**The problem:** Retype the records below exactly as they appear, but leave out any pictures.

(Records from a collection)
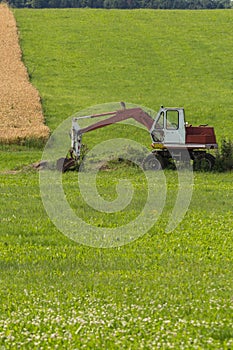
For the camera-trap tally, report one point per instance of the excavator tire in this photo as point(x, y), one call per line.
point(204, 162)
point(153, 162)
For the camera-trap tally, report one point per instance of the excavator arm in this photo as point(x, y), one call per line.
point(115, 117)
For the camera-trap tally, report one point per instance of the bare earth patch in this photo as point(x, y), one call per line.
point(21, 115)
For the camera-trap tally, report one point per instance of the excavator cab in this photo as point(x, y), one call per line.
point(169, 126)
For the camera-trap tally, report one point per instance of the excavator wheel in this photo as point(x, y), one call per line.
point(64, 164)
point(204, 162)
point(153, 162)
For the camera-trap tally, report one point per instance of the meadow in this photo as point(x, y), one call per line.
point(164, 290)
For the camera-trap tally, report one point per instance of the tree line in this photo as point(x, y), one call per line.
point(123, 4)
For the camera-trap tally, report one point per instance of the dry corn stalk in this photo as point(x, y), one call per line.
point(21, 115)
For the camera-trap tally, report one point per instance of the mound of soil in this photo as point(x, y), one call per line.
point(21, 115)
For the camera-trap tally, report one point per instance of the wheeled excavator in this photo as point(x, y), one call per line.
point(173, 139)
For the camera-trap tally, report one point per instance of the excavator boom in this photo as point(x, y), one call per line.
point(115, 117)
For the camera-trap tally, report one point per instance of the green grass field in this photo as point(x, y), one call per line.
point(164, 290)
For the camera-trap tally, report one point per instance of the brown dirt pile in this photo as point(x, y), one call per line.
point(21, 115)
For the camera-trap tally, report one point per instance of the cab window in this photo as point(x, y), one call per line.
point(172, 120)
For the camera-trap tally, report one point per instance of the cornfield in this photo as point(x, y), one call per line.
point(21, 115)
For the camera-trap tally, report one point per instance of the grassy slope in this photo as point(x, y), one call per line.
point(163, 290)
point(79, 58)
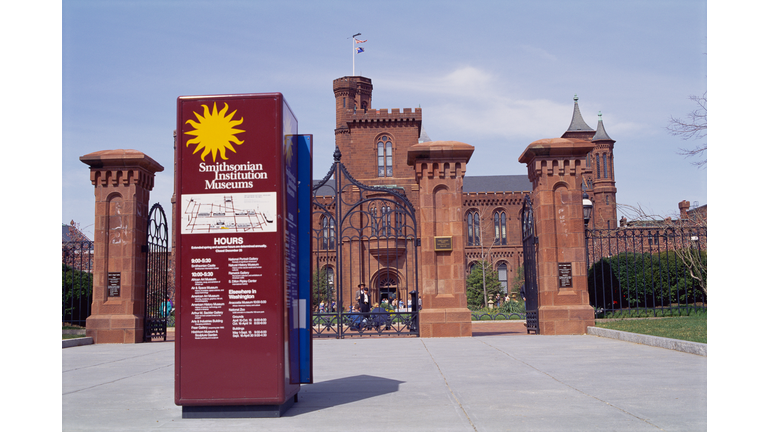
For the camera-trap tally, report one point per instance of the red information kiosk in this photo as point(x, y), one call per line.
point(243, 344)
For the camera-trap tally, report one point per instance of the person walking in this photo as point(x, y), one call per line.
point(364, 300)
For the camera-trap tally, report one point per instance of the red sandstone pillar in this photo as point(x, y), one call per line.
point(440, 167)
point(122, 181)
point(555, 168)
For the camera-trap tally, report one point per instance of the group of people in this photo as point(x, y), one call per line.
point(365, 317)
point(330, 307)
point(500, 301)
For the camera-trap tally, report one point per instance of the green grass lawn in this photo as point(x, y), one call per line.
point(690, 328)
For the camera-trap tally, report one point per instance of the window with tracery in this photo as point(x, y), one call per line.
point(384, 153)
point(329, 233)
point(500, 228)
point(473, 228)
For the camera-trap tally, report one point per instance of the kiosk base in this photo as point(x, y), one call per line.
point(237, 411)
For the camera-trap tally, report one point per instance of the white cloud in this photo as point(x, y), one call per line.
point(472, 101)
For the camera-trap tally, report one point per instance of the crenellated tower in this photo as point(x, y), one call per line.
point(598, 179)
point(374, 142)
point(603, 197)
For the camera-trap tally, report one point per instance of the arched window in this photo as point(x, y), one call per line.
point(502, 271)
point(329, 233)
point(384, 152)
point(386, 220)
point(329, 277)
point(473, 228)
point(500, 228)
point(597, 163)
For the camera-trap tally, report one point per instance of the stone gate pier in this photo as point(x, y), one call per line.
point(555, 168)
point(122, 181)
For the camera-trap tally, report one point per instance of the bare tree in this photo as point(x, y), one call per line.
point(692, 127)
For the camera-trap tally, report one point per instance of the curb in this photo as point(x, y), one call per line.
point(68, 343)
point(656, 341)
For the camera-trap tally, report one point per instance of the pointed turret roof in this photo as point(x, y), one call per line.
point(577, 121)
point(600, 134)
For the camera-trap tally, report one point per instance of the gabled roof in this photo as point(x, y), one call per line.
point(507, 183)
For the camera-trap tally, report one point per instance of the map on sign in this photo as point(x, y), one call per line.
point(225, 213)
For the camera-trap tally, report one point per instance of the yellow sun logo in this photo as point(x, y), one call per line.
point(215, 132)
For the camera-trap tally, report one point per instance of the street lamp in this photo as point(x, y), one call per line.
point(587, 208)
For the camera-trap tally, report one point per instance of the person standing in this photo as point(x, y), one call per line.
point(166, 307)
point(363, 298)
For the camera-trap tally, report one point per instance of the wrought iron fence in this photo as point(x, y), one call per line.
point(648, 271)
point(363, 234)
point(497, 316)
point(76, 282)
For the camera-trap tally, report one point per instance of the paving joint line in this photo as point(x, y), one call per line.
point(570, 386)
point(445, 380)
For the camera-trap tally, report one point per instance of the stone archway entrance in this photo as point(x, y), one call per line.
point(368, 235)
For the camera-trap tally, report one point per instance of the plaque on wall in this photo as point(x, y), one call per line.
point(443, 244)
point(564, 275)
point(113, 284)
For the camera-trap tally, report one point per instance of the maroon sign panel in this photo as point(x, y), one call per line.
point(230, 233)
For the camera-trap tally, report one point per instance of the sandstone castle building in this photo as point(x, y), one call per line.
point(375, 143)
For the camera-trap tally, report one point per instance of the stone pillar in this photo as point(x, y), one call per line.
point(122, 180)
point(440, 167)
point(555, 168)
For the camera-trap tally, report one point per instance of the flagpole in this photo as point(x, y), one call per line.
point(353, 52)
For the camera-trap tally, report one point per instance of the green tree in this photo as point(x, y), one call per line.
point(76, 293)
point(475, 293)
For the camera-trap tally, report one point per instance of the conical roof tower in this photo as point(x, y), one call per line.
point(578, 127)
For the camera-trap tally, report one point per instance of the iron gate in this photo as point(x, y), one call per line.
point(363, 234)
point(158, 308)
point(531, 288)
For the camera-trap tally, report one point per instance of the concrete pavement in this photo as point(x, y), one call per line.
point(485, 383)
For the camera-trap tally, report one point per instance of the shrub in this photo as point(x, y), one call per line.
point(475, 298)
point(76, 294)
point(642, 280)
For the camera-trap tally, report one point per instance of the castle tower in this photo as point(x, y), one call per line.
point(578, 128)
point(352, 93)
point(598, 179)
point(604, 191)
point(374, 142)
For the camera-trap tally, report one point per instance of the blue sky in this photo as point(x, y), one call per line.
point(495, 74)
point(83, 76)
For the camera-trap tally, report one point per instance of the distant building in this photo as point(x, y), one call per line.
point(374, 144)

**Written answer:**
For the camera-trap tally, report one point per instance of the excavator tire in this photo as point(x, y), one call per line.
point(204, 162)
point(153, 162)
For the camera-trap tally, report one point per instance of the excavator arm in this photo as point(x, y), one call per line.
point(115, 117)
For the camera-trap tally, report one point per instance of the bare earth patch in this photo as point(x, y), one call per line.
point(21, 115)
For the camera-trap tally, report one point per instance of the excavator cab in this photo as point(x, y), one call per line.
point(169, 126)
For the camera-trap tally, report one point per instance of the excavator wheel in this photo as point(x, y), one call per line.
point(64, 164)
point(204, 162)
point(153, 162)
For the camera-trap tally, report one point per instance of the meadow in this photo as point(x, y), one call per line.
point(164, 290)
For the camera-trap tally, report one point per instance of the tree line in this photo as point(x, y), one call per line.
point(123, 4)
For the camera-trap tally, report one point per instance of the dry corn stalk in this photo as point(x, y), one call per line.
point(21, 115)
For the camera-trap tally, report one point per instance of the mound of soil in this photo as point(x, y), one call per line.
point(21, 115)
For the camera-trap tally, report one point per instance of the wheeled excavator in this photo as point(x, y), one call per line.
point(173, 139)
For the camera-trap tally, report one point per instance of the excavator boom in this photo as point(x, y), one call per line.
point(115, 117)
For the camera-trap tally, report one point per instance of the green grass field in this photo as point(x, y), one call per line.
point(164, 290)
For the camera-trap tally, report one point per instance of the brown dirt pile in this photo as point(x, y), one call per line.
point(21, 115)
For the camera-trap tally, report one point per instance of the cab window in this photo as point(x, y), one call per line.
point(172, 120)
For the camera-trap tally, report one point per instance of the cornfield in this photo as point(x, y), one call per line.
point(21, 115)
For the camera-trap tally, report one point per instance of the grassy slope in this photo as point(x, y), one call per line.
point(163, 290)
point(79, 58)
For the camera-trap tally, report one point per instance of the red information kiosk in this photo as point(x, y), one call per line.
point(243, 344)
For the camera-trap tally, report one point per instance of the person walking in this photo as point(x, y), one call per line.
point(364, 300)
For the camera-trap tally, report one point per instance of the red sandstone pillar in this photo as point(x, y), one call per line.
point(440, 167)
point(122, 181)
point(555, 168)
For the camera-trap tally, report one point per instance of the group of people in this photo as point(x, y), one call per line.
point(365, 317)
point(330, 307)
point(500, 301)
For the camera-trap tally, report one point per instance of the green grass lawn in this photo as point(x, y), one call per line.
point(690, 328)
For the camera-trap tally, report one point per instance of the window with tracery in this photo as point(x, y), one call per line.
point(384, 153)
point(329, 233)
point(500, 228)
point(473, 228)
For the camera-trap tally, report one point per instance of the kiosk base in this photo as point(x, y), one call per line.
point(237, 411)
For the camera-trap tally, report one point per instance of the white cloud in this photo as point(x, y), one call per line.
point(472, 101)
For the camera-trap tally, report one point per instance of the crenellated tower in this photo as point(x, y), one call per line.
point(598, 179)
point(374, 142)
point(603, 197)
For the camera-trap tally, report one point per instance of the arched window in this photo as point(x, y), one call per line.
point(502, 271)
point(329, 233)
point(384, 152)
point(386, 220)
point(329, 277)
point(473, 228)
point(500, 228)
point(597, 163)
For the camera-trap tally, report one point per instance of the stone gate pier in this photo as point(x, y), one call per line.
point(555, 168)
point(122, 181)
For the camera-trap tally, report one point per instance of the bare tree in this photo as point(x, y), one call per line.
point(692, 127)
For the camera-trap tally, report one point per instance of the curb in this photo as point(x, y), one call per line.
point(68, 343)
point(656, 341)
For the camera-trap tally, report one point per instance of the pointed turret roof in this photo as point(x, y), one call per line.
point(577, 121)
point(600, 134)
For the camera-trap tally, report one point per instance of the gabled roof in this photo as point(x, y), one call per line.
point(507, 183)
For the camera-trap tally, report one point per instance of the map on sign in this photo as point(x, y), one call per line.
point(225, 213)
For the camera-trap tally, report one point per instance of the yellow sun logo in this photo as point(x, y), one call per line.
point(215, 132)
For the camera-trap tally, report one point per instance of the street lamp in this photo as point(x, y), one call per line.
point(587, 208)
For the camera-trap tally, report one point per instance of the person standing in this photo as point(x, y), one call per line.
point(166, 307)
point(363, 298)
For the camera-trap tally, report one point per instance of the wrought iron fence in this photo as point(x, y), one call per line.
point(648, 271)
point(363, 234)
point(497, 316)
point(76, 282)
For the camera-trap tally, report one point per instance of the paving joint line in this photo as point(x, y), one call per line.
point(570, 386)
point(445, 380)
For the camera-trap tally, report one point per instance of the stone archway entrance in this photo as point(x, y), one call per line.
point(368, 235)
For the camera-trap tally, report one point per instance of the plaque on wall in this photo as point(x, y), one call per line.
point(443, 244)
point(564, 275)
point(113, 284)
For the camera-trap tally, report one point per instance of the maroon sign panel in this photo as point(x, y), one call per line.
point(230, 233)
For the camera-trap tally, report one point per instance of the sandstone castle building in this photo as point(x, y), one call per line.
point(375, 143)
For the camera-trap tally, report one point per instance of the stone pillar in this photo as point(x, y), one call per line.
point(122, 180)
point(440, 167)
point(555, 168)
For the camera-trap tally, report one point per instance of the flagpole in this photo as point(x, y), one call per line.
point(353, 52)
For the camera-trap tally, report one point per instance of the green tree in this photo as point(x, y), one call per line.
point(76, 293)
point(475, 293)
For the camera-trap tally, report one point per instance of the conical roof tower in this photo as point(x, y), one call per line.
point(578, 127)
For the camera-trap tally, report one point per instance of the iron gate in this photo as point(x, y), one call per line.
point(363, 234)
point(158, 308)
point(531, 288)
For the camera-trap tally, report one point per instance of the concrete pavement in this photo as point(x, y), one call per line.
point(485, 383)
For the camera-trap tally, report one point per instance of the shrub in this photo as point(x, y), one call per line.
point(475, 298)
point(76, 294)
point(642, 280)
For the camera-trap tally, report one point per instance of the castle tower in this photo as point(x, y), one call per line.
point(578, 128)
point(352, 93)
point(598, 179)
point(604, 191)
point(374, 142)
For the camera-trap tally, report one point per instance of the blue sky in this photo as point(x, y), one call per line.
point(495, 74)
point(83, 76)
For the camera-trap tally, report one point per instance of the distant building in this photo as point(x, y), one call per line.
point(374, 144)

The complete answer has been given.